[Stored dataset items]
:::

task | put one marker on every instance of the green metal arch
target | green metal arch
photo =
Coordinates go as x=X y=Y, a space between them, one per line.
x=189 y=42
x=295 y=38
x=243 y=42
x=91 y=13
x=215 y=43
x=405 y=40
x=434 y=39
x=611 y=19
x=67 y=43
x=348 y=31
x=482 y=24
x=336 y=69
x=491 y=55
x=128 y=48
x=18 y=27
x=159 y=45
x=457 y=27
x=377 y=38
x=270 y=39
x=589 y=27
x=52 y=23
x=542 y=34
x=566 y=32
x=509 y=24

:::

Each line in the data that holds the word "green" must be copied.

*YOUR RESPONSE*
task | put one marker on every instance of the green metal arch
target | green metal arch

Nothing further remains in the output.